SELECTION:
┌────────

Cyrus-SASL is a software that provides different methods and mechanisms of authentication. This software is often used in conjunction with Cyrus IMAP Server and is provided as standalone software. SASLs concept, the Simple Authentication and Security Layer, is written down in RFC 2222.

This HOWTO will focus on the Cyrus-SASL version only.
Methods to provide the authentication service

Cyrus-SASL may use various methods to connect to a source that holds user and password data. By nature Cyrus-SASL is capable to connect to PAM and sasldb. However there are situations where this approach runs short:
Permissions

To authenticate via PAM from passwd/shadow requires root priviledges. Any daemon (here: Postfix) that uses SASL which is not run as root, will therefore not be permitted to query passwd/shadow. Some systems solve this by adding the SASL-user to a special group that is permitted to read from passwd/shadow. Is that good? Well consider running Postfix chrooted and having to copy your passwd/shadow files to the jail. Huh? Yes, you'd have to do that and that would make the idea running a chrooted Postfix to keep malicious users from your valuable password useless. You'd be at the start again... read on as there is a solution to this!

└────────

(Stored items from a collection)
┌────────

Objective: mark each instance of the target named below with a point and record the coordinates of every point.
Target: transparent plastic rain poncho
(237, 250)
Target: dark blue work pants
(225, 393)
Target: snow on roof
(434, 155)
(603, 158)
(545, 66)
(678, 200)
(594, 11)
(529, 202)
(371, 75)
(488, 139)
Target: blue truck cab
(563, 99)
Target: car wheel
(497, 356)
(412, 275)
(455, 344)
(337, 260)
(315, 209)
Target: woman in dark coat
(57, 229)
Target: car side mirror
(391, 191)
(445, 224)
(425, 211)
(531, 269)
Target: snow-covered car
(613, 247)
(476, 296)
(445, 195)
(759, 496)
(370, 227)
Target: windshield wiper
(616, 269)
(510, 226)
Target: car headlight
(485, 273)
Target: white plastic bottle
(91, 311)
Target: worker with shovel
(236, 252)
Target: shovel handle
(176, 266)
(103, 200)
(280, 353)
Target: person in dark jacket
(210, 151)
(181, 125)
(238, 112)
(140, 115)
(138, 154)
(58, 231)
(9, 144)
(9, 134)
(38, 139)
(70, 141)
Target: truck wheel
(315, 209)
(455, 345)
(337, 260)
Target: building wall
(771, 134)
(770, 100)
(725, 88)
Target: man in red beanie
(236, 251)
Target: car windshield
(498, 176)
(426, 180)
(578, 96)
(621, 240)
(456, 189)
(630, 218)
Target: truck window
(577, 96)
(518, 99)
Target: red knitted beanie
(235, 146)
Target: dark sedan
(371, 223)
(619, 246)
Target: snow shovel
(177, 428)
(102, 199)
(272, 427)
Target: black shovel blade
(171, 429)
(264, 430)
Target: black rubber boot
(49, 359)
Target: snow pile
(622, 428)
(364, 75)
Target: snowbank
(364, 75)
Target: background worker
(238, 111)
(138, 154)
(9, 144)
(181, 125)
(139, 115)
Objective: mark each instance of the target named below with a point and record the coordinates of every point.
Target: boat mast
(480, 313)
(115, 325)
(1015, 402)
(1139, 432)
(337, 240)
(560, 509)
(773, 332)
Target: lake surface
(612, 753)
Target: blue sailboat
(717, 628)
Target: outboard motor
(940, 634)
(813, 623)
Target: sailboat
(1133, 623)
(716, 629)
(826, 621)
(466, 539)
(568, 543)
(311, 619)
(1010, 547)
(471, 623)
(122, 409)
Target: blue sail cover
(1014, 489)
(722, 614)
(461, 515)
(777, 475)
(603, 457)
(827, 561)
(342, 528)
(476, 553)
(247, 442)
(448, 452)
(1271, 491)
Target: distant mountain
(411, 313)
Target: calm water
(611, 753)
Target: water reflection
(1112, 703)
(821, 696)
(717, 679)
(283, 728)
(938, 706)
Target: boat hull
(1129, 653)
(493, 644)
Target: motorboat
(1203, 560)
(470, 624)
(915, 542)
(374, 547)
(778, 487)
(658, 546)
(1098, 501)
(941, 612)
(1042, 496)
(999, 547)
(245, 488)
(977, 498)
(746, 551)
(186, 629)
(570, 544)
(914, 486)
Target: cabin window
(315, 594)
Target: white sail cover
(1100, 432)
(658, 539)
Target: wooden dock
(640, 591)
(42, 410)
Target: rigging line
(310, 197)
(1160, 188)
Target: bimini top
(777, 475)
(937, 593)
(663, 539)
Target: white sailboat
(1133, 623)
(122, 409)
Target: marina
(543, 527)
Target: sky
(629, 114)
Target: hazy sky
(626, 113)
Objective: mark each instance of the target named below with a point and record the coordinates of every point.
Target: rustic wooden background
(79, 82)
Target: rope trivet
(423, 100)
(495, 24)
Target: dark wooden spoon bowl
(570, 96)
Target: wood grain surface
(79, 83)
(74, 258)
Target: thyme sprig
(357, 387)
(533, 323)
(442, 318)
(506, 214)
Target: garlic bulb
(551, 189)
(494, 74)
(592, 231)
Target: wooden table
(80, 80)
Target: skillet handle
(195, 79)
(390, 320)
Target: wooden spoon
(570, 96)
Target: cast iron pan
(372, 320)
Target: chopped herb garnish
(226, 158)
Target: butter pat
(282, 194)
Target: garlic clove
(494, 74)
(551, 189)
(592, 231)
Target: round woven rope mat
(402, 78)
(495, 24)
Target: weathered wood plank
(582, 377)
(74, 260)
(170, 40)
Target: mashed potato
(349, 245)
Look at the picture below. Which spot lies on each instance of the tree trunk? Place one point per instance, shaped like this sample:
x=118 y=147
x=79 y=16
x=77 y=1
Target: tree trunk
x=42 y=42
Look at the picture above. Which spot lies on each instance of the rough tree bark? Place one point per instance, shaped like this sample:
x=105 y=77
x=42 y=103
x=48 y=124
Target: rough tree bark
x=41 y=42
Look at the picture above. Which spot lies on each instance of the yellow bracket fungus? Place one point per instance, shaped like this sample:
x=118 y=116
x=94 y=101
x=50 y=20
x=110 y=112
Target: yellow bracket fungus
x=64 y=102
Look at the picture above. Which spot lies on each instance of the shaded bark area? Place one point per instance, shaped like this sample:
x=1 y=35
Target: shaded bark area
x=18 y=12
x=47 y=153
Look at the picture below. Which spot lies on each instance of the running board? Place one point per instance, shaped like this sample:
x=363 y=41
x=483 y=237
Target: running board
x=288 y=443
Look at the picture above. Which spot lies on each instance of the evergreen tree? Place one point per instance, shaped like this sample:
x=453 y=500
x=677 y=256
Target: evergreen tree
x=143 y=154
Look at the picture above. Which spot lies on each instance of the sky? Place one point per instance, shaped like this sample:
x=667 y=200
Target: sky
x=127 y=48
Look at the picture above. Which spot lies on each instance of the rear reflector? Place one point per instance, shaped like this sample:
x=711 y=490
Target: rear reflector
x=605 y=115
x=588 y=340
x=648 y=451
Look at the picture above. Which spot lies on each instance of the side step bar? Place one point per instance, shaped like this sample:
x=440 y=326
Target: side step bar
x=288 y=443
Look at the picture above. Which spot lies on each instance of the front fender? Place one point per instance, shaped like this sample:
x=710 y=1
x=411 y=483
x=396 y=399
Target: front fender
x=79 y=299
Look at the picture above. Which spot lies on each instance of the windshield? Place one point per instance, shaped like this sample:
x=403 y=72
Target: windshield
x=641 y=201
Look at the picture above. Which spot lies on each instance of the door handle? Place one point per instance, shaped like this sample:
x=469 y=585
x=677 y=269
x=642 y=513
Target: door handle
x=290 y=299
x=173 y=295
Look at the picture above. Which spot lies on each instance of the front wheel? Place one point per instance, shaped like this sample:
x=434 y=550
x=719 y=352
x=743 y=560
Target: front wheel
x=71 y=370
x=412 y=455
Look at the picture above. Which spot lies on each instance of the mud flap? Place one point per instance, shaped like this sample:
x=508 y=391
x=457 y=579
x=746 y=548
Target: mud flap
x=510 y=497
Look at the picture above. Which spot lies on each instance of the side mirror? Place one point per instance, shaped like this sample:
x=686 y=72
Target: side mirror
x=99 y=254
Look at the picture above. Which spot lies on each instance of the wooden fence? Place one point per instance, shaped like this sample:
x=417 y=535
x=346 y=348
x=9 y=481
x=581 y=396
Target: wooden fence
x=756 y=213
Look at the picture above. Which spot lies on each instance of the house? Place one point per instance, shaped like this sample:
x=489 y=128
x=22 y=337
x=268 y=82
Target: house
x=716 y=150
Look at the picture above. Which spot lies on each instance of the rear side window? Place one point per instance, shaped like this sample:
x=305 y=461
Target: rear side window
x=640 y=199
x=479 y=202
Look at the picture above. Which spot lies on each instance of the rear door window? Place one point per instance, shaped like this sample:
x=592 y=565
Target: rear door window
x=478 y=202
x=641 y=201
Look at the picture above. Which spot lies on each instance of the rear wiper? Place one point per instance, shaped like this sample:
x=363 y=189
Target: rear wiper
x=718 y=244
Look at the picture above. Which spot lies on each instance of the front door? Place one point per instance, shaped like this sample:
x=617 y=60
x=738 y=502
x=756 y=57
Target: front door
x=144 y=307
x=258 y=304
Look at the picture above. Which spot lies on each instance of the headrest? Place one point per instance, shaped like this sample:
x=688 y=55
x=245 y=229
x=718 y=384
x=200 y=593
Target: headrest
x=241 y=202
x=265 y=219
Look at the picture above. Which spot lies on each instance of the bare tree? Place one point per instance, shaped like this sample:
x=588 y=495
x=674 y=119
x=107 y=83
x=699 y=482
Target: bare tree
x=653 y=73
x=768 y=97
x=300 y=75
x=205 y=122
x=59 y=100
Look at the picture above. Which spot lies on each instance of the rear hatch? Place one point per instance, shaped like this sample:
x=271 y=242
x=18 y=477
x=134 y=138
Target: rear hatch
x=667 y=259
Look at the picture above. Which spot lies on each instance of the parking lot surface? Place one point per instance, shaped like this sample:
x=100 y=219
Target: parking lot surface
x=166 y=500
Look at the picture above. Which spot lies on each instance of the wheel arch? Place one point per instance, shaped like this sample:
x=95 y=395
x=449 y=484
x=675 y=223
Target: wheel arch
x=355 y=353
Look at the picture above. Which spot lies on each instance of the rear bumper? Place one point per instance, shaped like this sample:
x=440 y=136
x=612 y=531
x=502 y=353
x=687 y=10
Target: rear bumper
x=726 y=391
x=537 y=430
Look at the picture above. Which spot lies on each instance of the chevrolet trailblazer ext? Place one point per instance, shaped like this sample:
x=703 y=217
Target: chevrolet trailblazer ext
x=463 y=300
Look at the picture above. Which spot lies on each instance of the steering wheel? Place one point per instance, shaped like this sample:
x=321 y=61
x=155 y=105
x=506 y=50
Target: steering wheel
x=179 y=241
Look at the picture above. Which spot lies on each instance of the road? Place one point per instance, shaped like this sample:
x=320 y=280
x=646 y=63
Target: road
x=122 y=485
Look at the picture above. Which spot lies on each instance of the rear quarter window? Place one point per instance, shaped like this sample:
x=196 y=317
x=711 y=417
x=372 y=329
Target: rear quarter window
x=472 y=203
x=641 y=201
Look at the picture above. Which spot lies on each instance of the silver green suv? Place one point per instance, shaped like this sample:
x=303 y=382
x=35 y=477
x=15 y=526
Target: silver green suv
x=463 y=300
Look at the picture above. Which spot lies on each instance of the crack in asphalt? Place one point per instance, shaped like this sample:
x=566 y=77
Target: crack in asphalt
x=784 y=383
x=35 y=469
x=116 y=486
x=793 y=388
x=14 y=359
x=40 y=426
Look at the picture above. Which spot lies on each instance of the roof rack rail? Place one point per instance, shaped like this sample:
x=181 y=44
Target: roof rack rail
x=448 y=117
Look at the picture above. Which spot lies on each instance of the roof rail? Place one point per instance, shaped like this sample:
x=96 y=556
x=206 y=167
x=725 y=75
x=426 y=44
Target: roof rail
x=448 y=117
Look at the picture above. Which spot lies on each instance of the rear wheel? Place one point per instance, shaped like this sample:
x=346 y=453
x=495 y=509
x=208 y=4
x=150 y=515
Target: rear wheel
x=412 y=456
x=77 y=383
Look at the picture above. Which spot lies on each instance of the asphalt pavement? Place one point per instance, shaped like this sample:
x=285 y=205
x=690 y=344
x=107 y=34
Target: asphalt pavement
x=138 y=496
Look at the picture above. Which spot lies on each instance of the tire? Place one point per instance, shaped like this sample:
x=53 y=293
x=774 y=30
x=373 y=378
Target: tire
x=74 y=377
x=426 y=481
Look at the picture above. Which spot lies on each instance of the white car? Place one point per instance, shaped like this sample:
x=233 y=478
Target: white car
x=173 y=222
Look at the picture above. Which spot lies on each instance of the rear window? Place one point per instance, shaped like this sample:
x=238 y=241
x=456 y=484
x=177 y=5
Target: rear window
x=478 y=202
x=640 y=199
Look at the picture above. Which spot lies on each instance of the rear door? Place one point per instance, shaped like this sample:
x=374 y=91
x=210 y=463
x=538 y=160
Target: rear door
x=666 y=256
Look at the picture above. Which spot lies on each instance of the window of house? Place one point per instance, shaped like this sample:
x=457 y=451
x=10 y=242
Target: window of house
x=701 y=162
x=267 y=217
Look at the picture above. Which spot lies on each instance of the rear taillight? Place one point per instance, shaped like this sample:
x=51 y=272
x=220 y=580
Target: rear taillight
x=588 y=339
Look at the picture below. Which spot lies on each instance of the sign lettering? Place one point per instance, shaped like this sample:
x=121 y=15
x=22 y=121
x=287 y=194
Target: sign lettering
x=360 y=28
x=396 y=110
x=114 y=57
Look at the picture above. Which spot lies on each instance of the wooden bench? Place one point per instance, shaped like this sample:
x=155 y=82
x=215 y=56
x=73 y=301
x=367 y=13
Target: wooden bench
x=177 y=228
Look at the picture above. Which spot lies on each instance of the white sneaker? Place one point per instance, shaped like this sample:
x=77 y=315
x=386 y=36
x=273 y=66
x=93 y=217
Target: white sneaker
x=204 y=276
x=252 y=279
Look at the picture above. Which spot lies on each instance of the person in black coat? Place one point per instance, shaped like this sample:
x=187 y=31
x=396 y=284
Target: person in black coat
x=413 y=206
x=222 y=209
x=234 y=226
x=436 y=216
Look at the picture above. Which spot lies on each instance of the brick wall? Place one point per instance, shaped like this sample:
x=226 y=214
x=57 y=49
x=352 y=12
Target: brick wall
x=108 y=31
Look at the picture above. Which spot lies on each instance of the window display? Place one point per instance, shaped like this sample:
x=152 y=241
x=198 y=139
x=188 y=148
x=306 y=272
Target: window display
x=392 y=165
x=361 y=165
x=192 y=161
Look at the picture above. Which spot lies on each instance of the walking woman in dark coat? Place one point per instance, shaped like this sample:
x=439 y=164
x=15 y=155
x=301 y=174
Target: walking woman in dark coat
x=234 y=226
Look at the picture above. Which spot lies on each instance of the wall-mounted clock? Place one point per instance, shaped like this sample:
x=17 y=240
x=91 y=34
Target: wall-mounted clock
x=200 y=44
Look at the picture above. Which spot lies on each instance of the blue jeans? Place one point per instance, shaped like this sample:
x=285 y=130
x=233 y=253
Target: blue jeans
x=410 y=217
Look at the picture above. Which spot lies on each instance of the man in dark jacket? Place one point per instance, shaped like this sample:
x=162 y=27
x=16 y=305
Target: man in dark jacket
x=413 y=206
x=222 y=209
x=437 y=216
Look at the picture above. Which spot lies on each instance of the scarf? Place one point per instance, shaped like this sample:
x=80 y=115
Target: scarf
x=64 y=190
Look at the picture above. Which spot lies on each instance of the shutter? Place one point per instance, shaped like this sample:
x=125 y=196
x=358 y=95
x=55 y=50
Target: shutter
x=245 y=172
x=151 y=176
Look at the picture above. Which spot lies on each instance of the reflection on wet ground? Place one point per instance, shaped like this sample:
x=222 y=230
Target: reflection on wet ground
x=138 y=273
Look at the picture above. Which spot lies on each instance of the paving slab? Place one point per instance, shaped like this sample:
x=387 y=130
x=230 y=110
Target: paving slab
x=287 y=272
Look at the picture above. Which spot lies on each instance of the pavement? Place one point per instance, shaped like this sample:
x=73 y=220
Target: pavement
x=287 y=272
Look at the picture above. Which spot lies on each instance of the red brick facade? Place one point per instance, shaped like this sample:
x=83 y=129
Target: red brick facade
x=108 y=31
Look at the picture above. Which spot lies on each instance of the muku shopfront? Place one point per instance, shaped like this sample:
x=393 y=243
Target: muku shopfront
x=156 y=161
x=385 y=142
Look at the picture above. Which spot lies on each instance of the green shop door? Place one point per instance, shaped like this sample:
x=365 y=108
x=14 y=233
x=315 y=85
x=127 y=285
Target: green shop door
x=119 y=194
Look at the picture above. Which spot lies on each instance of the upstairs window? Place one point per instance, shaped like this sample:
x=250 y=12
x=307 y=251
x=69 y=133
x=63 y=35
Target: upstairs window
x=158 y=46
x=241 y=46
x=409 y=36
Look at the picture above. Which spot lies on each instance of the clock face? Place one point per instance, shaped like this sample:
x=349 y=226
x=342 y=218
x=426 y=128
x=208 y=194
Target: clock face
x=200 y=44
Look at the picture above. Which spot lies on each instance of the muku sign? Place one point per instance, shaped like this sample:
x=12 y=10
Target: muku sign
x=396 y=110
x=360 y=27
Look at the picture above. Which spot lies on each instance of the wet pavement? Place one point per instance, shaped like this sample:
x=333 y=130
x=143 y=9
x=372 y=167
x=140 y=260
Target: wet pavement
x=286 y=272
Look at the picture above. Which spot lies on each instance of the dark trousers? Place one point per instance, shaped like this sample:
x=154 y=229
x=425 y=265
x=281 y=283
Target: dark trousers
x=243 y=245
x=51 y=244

└────────

REQUEST 1: According to the Cyrus-SASL text, in which RFC is the concept of the Simple Authentication and Security Layer written down?
REQUEST 2: Pick up the Cyrus-SASL text after its last sentence and keep writing it.

WRITTEN RESPONSE 1: RFC 2222

WRITTEN RESPONSE 2:
user:pass sources

There are situations where you don't want to use PAM or sasldb, because you want to have all the mailusers separated from machines users or have them on a different machine or you run a central auth service for single sign on and so on...

For both scenarios you may configure SASL to use a deamon that will run as root and can connect to various backends e.g. a LDAP or SQL database.

Note:
Cyrus-SASL daemons don't support LDAP and e.g. MySQL from source. However there are patches available on the net that will give you those functionalities. You will have to patch Cyrus-SASL, recompile and install it, before these functionalities will be available to SASL.

You may use different methods to provide authentication service with Cyrus-SASL.
Daemons

Cyrus-SASL comes with two daemons that may run on your mailserver: pwcheck and saslauthd. Basically they are pretty much the same. The newer daemon saslauthd (since Cyrus-SASL 1.5.27) is said to be based on the code of the former pwcheck. Anyway saslauthd goes beyond the functionality of pwcheck and pwcheck will be dropped in the future. So we will have a look at the newer daemon in this HOWTO.

LDAP and SQL authentication
If you want to authenticate your mailusers against an LDAP or SQL server you might want to go for the pwcheck daemon. There might be more patches available for this at the moment.
Which method can you use in Postfix?

You can use all of them, but note: If you use PAM, saslauthd or pwcheck you only have the mechanisms PLAIN and LOGIN at your command.
Mechanisms for Authentication

Cyrus-SASL offers various mechanisms to clients that seek authentication.
ANONYMOUS

Authentication data is transmitted plaintext. Anyone can authenticate to the system. This mechanism is of no use in our context as it would result in making our smtp server an open relay!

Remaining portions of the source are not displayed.